Set down each line exactly, beginning with the one that contains "Query: shrub" and continuing through the last line of the listing, and nothing else.
· · · · · · ·
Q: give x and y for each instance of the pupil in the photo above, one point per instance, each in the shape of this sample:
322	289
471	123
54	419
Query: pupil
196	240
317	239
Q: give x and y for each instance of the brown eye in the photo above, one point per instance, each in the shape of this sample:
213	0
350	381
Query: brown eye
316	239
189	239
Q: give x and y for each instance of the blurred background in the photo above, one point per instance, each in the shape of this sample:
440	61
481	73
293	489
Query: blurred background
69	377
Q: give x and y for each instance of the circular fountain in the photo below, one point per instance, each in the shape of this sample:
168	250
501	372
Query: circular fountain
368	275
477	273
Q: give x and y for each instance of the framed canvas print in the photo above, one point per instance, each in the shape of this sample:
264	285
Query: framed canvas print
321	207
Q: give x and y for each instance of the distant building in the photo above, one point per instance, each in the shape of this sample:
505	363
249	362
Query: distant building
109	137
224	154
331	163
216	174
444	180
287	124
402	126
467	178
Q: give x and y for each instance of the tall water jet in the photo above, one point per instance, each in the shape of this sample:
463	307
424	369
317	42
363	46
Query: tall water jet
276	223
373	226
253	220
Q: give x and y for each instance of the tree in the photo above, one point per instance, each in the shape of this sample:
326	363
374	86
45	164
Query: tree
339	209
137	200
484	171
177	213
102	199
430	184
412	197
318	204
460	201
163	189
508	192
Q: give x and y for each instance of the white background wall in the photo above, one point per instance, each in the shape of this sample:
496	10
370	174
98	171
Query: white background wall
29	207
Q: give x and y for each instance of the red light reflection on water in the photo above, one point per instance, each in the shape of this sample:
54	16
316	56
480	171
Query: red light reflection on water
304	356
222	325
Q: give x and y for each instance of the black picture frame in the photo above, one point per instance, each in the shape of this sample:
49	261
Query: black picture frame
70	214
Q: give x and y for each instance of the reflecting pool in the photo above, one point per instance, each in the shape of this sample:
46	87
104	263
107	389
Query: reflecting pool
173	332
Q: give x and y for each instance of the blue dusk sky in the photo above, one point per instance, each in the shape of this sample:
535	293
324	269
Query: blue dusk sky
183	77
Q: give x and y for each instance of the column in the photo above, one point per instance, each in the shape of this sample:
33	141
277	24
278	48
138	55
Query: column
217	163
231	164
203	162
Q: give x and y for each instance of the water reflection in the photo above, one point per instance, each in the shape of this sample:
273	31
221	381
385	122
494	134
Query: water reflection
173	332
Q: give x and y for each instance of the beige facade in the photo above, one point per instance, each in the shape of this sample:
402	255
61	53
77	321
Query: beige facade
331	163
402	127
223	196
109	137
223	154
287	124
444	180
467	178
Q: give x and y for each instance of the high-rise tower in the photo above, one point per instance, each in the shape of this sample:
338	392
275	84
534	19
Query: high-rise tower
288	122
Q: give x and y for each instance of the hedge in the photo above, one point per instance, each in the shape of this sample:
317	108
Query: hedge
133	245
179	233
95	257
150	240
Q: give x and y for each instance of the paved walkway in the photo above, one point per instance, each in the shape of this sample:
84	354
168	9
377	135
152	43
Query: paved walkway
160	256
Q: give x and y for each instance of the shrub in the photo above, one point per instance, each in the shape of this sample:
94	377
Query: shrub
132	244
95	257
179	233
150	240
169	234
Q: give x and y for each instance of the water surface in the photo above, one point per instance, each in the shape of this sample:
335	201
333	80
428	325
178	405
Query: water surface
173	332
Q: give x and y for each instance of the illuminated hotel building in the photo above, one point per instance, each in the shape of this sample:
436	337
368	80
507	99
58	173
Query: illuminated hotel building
· · · · · · ·
RESULT OF THE TASK:
Query: shrub
132	244
95	257
179	233
150	240
169	234
Q: give x and y for each instance of the water surface in the photo above, one point per instance, each in the shape of this sample:
335	201
333	80
428	325
178	405
Query: water surface
173	332
Q: give x and y for each instance of the illuminated hotel building in the photo above, one point per instance, each in the shape of this sample:
436	337
368	80
507	99
58	173
Query: illuminated hotel building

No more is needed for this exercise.